== Data ==

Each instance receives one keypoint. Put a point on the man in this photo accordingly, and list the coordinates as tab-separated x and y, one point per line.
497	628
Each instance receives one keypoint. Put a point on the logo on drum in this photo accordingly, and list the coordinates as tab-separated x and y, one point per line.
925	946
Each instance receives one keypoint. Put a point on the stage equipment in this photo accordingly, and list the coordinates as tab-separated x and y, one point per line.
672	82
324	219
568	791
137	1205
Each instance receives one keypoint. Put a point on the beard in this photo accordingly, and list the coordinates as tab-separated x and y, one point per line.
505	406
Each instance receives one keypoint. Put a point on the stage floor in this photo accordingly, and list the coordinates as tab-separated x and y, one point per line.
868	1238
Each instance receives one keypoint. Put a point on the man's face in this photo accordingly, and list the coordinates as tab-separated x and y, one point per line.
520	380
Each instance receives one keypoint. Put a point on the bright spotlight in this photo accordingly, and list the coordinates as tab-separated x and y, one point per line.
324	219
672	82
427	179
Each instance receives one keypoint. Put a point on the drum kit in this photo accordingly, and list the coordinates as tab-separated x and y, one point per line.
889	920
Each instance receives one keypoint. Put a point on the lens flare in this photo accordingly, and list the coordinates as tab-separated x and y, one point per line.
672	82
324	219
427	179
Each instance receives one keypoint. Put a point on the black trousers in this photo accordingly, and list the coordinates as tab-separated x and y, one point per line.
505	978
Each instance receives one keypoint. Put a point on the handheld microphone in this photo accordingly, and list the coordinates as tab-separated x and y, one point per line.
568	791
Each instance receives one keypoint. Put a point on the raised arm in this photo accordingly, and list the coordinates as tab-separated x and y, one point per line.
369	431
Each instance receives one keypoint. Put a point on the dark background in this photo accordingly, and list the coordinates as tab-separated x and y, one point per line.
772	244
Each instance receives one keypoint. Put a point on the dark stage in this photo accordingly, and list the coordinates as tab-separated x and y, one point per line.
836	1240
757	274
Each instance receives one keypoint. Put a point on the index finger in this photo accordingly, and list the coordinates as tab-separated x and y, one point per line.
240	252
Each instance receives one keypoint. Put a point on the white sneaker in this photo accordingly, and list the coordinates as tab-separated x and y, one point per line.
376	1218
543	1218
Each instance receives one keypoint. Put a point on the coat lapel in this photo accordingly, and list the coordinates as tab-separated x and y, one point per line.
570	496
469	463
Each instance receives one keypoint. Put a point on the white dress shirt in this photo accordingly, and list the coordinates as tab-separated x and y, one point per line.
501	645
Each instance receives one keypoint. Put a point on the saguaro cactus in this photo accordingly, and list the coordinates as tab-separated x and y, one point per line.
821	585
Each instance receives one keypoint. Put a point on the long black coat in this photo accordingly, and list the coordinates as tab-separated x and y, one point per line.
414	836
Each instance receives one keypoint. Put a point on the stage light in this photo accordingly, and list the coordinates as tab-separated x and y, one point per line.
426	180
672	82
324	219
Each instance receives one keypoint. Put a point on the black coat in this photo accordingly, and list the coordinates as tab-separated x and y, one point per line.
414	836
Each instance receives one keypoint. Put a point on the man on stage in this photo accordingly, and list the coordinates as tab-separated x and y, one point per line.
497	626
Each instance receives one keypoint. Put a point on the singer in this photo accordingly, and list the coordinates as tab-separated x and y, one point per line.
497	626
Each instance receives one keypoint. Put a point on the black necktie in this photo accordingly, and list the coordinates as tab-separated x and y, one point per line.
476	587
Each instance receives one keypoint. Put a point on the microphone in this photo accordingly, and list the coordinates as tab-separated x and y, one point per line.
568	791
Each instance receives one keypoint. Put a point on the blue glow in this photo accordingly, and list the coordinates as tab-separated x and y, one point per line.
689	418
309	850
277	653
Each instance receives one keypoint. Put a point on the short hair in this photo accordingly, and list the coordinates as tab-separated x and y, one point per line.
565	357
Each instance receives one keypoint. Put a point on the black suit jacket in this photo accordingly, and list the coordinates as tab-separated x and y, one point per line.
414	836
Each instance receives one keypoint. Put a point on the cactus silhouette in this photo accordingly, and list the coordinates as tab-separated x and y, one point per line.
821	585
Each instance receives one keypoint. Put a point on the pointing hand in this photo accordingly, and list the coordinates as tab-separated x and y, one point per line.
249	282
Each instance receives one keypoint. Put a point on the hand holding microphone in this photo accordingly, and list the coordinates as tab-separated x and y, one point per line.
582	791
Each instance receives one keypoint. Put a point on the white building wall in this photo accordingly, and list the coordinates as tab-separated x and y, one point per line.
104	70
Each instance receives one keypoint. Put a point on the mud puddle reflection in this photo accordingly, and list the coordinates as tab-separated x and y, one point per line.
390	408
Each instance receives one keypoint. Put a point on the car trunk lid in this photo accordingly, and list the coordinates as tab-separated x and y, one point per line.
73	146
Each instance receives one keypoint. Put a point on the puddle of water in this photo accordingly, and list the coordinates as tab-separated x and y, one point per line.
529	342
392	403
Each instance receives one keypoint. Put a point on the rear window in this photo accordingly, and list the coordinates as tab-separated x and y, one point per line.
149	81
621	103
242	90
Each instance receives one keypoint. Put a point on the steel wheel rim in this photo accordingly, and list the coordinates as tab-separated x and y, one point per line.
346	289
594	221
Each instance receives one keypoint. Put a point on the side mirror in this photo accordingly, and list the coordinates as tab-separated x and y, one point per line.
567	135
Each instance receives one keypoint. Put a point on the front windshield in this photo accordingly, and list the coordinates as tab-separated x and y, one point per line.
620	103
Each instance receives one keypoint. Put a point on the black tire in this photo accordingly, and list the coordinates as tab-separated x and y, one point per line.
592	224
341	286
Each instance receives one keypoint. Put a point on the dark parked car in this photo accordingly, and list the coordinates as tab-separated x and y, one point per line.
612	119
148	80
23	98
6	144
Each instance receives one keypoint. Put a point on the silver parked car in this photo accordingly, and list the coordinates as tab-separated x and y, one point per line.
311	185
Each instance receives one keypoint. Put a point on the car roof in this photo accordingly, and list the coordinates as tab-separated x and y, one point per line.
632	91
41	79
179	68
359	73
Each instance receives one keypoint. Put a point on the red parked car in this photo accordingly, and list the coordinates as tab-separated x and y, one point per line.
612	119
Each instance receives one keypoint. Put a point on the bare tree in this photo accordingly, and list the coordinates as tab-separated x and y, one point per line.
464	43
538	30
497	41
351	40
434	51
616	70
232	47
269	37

===

Retype every record above exactly as written.

Each instance receives one keypoint. Put a point on the man in this photo accordingly, and list the coordinates as tab-separated x and y, one point per line.
497	628
Each instance receives one keypoint. Put a point on the logo on drum in this photo accordingly, and list the coordinates as tab-separated x and y, one point per line.
925	946
Each instance receives one keypoint. Put a point on the stage equipment in this photo accordingly, and list the coordinates as tab-separated x and y, one point per line.
672	82
324	219
568	791
137	1205
Each instance receives one keypoint. Put a point on the beard in this photo accordingly, and list the coordinates as tab-separated x and y, one point per line.
505	406
Each instance receives one keypoint. Put a point on the stage floor in this photo accordingly, and list the coordinates as tab-separated x and y, one point per line.
868	1238
Each instance receives one keypoint. Put a point on the man's face in this photo accordingly, and list the coordinates as tab-separated x and y, one point per line.
520	380
Each instance receives one keypoint. Put a point on the bright spotlight in this photo accordingly, and list the coordinates as tab-separated x and y, one point per line.
324	219
672	82
427	179
Each instance receives one keypoint. Put a point on the drum kit in this photo accordingly, and list the coordinates as tab-separated x and y, one point per line.
889	920
Each instance receives one keypoint. Put a point on the lens flare in this photo accordingly, and list the coordinates as tab-separated x and y, one point per line.
672	82
324	219
427	179
Each instance receives one keypoint. Put a point on the black trousers in this photo accordingly, and list the coordinates as tab-separated x and y, one point per line.
505	978
Each instance receives one keypoint. Put a point on the handheld microphone in this photo accordingly, and list the coordinates as tab-separated x and y, one point per line.
568	791
Each instance receives one keypoint. Put a point on the raised arm in this photo accordingly, and list the coordinates as tab-separated x and y, one point per line.
369	431
Each instance receives one keypoint. Put a point on the dark background in this photo accordingly, and list the coordinates as tab-separated x and y, one point per line.
772	244
Each instance receives one keypoint. Put a point on the dark stage in this photo accordingly, and list the coordinates as tab-separated x and y, one point per line.
836	1240
757	274
Each instance receives one keypoint. Put a point on the index finger in this photo accordingly, and list the coordinates as tab-separated x and y, one point per line.
240	252
Each instance receives one keypoint. Put a point on the white sneaker in this photo accordingly, and list the coordinates as tab-separated x and y, one point per line.
376	1218
543	1218
Each instance receives one keypoint. Put a point on the coat lapel in this photo accordingly, and list the coordinates as tab-separated x and y, one point per line.
570	496
469	463
Each instance receives one keypoint. Put a point on the white dress shirt in this photo accordingly, and list the coordinates as tab-separated x and y, one point per line.
501	645
Each instance receives one keypoint. Put a point on the saguaro cactus in this photo accordingly, and list the coordinates as tab-separated x and y, one point per line.
821	585
Each instance receives one keypoint. Put a point on the long black coat in this photo accordingly, and list the coordinates as tab-separated x and y, one point per line.
414	836
Each instance receives one keypoint. Put a point on the stage light in this photo accordingly, and list the coordinates as tab-separated x and y, one point per line.
426	180
672	82
324	219
Each instance receives one keypoint. Put a point on the black coat in this photo accordingly, and list the coordinates as tab-separated x and y, one point per line.
414	836
Each instance receives one keypoint. Put a point on the man on stage in this photo accordingly, and list the coordinates as tab-separated x and y, one point per line.
497	626
Each instance receives one keypoint. Put a point on the singer in this photo accordingly, and list the coordinates as tab-separated x and y, one point per line.
497	626
Each instance receives one keypoint. Put a point on the black necktie in this photo accordingly, and list the coordinates as tab-separated x and y, one point per line.
476	587
Each instance receives one keypoint. Put a point on the microphone in this photo accordingly, and list the coordinates as tab-separated x and y, one point per line.
568	791
Each instance receives one keypoint. Put a point on the blue glow in this photo accordingly, and list the coordinates as tab-separated x and y, one point per line.
689	418
309	850
277	653
Each instance receives one keypoint. Put a point on the short hair in this photo accordingly, and list the coordinates as tab-separated x and y, one point per line.
565	357
Each instance receives one keypoint. Put a point on the black suit jacket in this photo accordingly, and list the coordinates as tab-separated x and y, one point per line.
414	836
Each instance receives one keypoint. Put a point on the cactus silhouette in this photo accordingly, and list the coordinates as tab-separated x and y, one point per line.
821	585
Each instance receives one keypoint. Put a point on the pointing hand in this photo accordingly, and list the coordinates as tab-separated x and y, one point per line.
249	282
Each instance receives one keypoint. Put a point on the hand holding microphone in this photo accordingly, and list the coordinates as tab-separated x and y, one point per line.
582	791
Each instance receives one keypoint. Put a point on the white building wall in this photo accordingly, and list the coordinates as tab-separated x and y, one point per line.
104	70
Each instance receives one keypoint. Put a point on the mud puddle reflection in this photo accordingly, and list the coordinates as tab-separated x and y, one point per line.
390	408
Each instance receives one keypoint. Put a point on the car trunk lid in this photo accordingly, and list the coordinates as tab-separated x and y, one point per line.
73	146
Each instance receives one keypoint. Put a point on the puddle of water in this photo accordingly, and list the coordinates as tab-separated x and y, one point per line.
529	342
392	403
Each instance receives one keypoint. Put a point on the rear window in this photo accordingly, and list the coordinates as tab-separated x and y, one point per line.
149	81
621	103
242	90
Each instance receives one keypoint. Put a point on the steel wheel rim in this photo accordingly, and list the coordinates as tab-separated x and y, one point per line.
346	289
594	221
Each instance receives one keypoint. Put a point on the side mirror in this photo accordingly, and list the coordinates as tab-separated x and y, one point per line.
567	135
Each instance receives one keypoint. Put a point on the front windshield in this photo accordingly, and list the coordinates as tab-separated x and y, one point per line.
620	103
Each instance receives one keypoint. Put a point on the black tire in this photo accordingly, and list the coordinates as tab-separated x and y, one point per line.
592	224
341	286
Each instance receives one keypoint. Put a point on the dark parked car in this photo accordingly, and list the coordinates as tab-separated x and y, one point per line.
612	119
148	80
23	98
6	144
Each instance receives one keypoint. Put a point on the silver parked car in this photo accordingly, and list the coordinates as tab-separated x and y, one point per line.
311	185
Each instance receives one keypoint. Put a point on the car roof in this photo accordingly, and list the coordinates as tab-separated x and y, one point per line.
632	91
41	79
179	68
359	73
Each instance receives one keypoint. Put a point on the red parked car in this photo accordingly, and list the coordinates as tab-separated x and y, one point per line.
612	119
Each instance receives one keypoint. Put a point on the bare tree in this photo accordingly, and list the coordinates as tab-separated x and y, one point per line.
464	43
538	30
497	41
351	40
434	51
616	70
232	47
269	37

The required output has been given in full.